» SOURCE DOCUMENT:
○ ○ ○ ○ ○

See the documentation for compress below for details on enabling automatic compression of values.

Per-record Migration

See the documentation for migrate below for details on enabling automatic migrations on a per-record basis.

Caching

See the documentation for cache below for details on enabling automatic caching of items.

API

CollectionStorage

`connect`

const db = await CollectionStorage.connect(url);

Connects to the given database and returns a database wrapper.

Database

`getCollection`

const collection = db.getCollection(name, [keys]);

Initialises the requested collection in the database and returns a collection wrapper.

keys is an optional object defining the searchable keys for the collection. For example:

const collection = await db.getCollection(name, {
  someSimpleKey: {},
  someUniqueKey: { unique: true },
  anotherSimpleKey: {},
});

The id attribute is always indexed and should not be specified explicitly.

`close`

await db.close();

Disconnects from the database. Any in-progress operations will complete, but any new operations will fail with an exception.

The database object cannot be reused after calling close.

The returned promise will resolve once all in-progress operations have completed and all connections have fully closed.

Collection

`add`

await collection.add(value);

Adds the given value to the collection. value should be an object with an id and any other fields you wish to save.

`update`

await collection.update(searchAttr, searchValue, update, [options]);

Updates all entries which match searchAttr = searchValue. Any attributes not specified in update will remain unchanged.

The searchAttr can be any indexed attribute (including id).

When using a non-unique index, only non-unique values can be specified, even if the data contains only one matching entry.

If options is { upsert: true } and no values match the search, a new entry will be added. If using upsert mode, the searchAttr must be id.

`get`

const value = await collection.get(searchAttr, searchValue, [attrs]);

Returns one entry which matches searchAttr = searchValue. If attrs is specified, only the attributes listed will be returned (by default, all attributes are returned).

○ ○ ○ ○ ○

Stored data:
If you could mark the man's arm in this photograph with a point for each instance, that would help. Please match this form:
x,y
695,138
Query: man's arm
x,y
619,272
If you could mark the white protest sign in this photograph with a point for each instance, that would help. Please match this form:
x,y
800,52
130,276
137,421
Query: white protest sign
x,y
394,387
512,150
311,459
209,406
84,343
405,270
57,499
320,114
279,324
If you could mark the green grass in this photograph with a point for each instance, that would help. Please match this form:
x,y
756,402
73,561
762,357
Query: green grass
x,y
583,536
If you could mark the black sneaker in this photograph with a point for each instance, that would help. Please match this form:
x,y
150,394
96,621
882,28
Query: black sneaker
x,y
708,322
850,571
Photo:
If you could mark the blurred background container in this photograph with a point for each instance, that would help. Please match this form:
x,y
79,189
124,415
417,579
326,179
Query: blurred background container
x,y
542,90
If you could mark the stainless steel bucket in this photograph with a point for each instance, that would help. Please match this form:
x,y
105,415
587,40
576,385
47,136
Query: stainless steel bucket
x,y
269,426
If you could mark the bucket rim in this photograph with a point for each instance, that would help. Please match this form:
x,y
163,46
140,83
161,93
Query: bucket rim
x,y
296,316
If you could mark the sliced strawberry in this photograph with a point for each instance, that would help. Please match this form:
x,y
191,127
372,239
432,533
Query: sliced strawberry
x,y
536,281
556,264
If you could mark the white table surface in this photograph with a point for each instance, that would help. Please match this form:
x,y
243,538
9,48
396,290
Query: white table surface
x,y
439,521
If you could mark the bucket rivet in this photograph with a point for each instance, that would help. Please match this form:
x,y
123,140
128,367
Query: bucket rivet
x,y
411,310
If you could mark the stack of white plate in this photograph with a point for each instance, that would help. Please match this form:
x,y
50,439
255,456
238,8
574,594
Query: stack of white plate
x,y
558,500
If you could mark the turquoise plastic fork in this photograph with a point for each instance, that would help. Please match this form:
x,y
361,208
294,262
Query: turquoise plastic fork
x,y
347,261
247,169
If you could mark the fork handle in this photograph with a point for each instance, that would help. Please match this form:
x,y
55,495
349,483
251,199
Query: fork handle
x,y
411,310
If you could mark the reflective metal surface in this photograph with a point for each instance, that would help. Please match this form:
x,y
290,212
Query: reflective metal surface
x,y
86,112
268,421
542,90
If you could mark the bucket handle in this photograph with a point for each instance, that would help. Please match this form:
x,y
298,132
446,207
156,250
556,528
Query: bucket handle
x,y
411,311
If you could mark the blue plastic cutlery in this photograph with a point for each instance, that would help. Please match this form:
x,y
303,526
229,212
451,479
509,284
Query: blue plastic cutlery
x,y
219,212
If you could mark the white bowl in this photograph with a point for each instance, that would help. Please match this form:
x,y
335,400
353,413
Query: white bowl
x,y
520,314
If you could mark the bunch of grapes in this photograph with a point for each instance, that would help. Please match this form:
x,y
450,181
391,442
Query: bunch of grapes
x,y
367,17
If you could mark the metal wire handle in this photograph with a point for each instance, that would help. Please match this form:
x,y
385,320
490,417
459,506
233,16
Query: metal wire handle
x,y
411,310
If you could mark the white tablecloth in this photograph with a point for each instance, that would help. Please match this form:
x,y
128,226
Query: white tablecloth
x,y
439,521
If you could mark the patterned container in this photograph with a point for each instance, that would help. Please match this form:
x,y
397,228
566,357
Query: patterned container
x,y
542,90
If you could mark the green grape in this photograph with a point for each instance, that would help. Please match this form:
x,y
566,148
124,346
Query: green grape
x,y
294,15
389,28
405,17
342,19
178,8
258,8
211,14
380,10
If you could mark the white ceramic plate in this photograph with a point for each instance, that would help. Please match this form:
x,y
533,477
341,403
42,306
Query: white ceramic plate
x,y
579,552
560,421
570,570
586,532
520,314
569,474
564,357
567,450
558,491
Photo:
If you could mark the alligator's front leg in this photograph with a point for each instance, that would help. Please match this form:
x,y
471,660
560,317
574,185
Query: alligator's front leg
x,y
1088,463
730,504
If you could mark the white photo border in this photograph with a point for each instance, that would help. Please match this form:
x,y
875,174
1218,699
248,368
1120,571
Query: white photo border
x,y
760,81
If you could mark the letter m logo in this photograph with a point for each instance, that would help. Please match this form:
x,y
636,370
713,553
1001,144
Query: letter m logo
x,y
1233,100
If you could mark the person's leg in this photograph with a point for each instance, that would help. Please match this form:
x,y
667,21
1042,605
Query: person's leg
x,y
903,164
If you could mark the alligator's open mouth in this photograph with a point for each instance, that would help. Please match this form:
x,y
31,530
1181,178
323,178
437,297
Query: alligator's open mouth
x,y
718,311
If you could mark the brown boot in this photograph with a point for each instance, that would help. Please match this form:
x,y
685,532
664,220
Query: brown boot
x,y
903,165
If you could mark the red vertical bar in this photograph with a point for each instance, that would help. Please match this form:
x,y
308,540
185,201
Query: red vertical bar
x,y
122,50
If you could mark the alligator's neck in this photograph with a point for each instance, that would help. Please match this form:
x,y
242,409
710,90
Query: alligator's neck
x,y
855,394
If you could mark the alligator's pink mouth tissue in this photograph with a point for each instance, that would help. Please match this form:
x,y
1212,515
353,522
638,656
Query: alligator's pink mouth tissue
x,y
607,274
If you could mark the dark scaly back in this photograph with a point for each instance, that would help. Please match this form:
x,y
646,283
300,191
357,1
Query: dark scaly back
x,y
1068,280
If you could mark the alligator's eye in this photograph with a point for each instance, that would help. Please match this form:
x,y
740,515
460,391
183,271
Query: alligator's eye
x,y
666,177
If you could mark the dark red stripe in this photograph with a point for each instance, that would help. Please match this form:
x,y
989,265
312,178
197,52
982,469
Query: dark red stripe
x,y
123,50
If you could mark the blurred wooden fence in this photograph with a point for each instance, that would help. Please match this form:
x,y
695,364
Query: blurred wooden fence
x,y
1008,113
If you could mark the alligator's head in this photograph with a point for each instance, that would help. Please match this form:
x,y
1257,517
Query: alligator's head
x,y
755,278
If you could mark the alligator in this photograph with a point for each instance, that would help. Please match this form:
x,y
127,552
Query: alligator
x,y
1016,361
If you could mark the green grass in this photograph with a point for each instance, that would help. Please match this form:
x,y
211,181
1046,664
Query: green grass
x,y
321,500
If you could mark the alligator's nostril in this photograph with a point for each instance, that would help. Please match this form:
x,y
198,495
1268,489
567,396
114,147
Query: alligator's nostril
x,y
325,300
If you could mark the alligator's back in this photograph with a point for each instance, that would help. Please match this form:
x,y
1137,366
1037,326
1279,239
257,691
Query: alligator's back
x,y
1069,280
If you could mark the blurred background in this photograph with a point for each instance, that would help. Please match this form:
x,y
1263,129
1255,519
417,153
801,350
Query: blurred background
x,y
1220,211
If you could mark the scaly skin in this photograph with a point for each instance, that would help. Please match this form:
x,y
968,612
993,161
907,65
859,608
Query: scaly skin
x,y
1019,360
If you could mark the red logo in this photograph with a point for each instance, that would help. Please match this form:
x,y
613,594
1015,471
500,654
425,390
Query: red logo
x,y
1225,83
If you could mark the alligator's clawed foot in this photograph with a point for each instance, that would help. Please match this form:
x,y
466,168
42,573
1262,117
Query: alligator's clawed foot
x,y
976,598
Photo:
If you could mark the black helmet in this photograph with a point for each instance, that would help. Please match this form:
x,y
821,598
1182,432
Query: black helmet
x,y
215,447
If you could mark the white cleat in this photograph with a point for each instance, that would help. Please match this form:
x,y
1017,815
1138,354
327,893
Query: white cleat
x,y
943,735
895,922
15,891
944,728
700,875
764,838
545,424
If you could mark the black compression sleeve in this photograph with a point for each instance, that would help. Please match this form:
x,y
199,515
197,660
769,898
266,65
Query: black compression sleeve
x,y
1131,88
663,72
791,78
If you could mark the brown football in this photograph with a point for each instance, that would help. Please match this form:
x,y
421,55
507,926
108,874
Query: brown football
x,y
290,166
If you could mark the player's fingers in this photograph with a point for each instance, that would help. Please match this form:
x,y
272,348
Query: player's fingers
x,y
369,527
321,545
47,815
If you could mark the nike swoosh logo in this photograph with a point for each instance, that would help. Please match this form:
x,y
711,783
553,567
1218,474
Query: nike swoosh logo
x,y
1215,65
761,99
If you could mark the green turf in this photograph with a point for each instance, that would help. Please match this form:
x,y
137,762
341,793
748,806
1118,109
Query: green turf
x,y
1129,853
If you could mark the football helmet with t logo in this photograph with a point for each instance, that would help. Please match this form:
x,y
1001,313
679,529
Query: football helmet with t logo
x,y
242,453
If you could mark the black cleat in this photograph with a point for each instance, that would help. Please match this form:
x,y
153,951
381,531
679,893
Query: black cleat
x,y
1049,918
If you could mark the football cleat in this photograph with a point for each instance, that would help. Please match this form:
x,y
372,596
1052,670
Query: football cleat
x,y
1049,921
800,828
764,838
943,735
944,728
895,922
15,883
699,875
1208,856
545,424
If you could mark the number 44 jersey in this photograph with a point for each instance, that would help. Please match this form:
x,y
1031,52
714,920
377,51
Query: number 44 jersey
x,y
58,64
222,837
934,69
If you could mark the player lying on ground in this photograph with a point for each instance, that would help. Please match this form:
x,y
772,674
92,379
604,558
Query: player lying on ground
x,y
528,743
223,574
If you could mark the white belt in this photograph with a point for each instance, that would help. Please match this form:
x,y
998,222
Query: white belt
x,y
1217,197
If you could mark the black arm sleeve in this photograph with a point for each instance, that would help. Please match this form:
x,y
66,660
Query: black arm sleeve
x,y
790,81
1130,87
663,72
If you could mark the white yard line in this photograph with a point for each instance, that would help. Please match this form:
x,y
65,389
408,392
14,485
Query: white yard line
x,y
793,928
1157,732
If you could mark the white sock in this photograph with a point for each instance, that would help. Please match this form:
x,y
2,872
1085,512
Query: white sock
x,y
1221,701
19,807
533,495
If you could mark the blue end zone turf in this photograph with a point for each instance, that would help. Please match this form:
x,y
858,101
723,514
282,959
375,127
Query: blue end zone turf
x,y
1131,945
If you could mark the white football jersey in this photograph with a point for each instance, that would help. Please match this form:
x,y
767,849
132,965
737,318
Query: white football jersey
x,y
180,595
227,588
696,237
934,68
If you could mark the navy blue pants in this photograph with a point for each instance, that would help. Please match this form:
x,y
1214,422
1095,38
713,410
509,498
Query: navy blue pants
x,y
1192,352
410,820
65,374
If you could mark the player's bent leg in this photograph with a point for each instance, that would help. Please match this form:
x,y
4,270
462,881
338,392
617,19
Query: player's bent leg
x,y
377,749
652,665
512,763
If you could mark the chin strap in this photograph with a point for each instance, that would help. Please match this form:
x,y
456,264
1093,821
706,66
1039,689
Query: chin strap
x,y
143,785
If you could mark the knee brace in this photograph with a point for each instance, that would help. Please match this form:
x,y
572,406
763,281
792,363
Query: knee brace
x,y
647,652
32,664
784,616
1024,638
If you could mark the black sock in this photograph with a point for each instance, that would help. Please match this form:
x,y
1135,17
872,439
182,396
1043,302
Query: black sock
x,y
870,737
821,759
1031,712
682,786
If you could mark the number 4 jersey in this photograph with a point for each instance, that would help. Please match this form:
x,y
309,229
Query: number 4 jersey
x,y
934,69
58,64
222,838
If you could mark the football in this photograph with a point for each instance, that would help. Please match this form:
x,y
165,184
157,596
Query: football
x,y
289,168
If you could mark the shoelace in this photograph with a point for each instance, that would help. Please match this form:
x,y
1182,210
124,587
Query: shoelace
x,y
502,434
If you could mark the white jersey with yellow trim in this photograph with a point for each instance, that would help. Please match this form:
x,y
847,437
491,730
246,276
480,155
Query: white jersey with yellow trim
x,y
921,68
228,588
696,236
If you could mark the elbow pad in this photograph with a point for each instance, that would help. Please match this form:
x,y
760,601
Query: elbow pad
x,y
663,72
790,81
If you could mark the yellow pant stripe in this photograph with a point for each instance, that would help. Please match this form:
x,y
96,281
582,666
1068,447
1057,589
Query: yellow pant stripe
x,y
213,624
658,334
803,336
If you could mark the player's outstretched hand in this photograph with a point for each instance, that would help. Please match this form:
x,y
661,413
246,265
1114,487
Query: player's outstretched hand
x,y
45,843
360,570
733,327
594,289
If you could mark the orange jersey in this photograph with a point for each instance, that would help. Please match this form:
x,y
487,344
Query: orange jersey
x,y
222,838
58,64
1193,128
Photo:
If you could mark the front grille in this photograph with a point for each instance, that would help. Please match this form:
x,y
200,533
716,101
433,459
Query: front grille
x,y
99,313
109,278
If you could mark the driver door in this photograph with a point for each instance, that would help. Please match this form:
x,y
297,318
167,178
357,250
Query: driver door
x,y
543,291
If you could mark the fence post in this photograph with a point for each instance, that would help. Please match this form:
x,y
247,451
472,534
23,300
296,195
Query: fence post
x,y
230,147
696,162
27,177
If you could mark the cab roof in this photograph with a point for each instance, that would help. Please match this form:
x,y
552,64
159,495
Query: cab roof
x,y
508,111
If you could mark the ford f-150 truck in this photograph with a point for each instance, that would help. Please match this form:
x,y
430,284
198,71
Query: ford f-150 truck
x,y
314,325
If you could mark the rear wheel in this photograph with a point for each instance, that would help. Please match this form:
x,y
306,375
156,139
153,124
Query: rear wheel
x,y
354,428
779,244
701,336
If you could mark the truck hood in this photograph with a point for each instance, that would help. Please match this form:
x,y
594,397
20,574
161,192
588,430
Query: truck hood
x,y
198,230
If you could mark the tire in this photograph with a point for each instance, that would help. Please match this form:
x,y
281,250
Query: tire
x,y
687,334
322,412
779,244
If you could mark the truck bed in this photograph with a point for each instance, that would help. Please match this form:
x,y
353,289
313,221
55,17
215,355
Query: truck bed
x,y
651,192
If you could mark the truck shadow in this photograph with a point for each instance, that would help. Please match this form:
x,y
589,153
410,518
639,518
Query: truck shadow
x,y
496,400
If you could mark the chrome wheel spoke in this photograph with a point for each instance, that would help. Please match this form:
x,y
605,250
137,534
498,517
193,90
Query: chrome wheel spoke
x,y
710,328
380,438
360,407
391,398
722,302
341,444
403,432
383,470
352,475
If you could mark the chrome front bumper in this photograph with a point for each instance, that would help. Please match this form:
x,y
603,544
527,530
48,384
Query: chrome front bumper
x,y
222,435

○ ○ ○ ○ ○

» WHAT YOU WILL DO: List every method name that appears as its own heading in the API section of the storage documentation.

» OUTPUT BELOW: connect, getCollection, close, add, update, get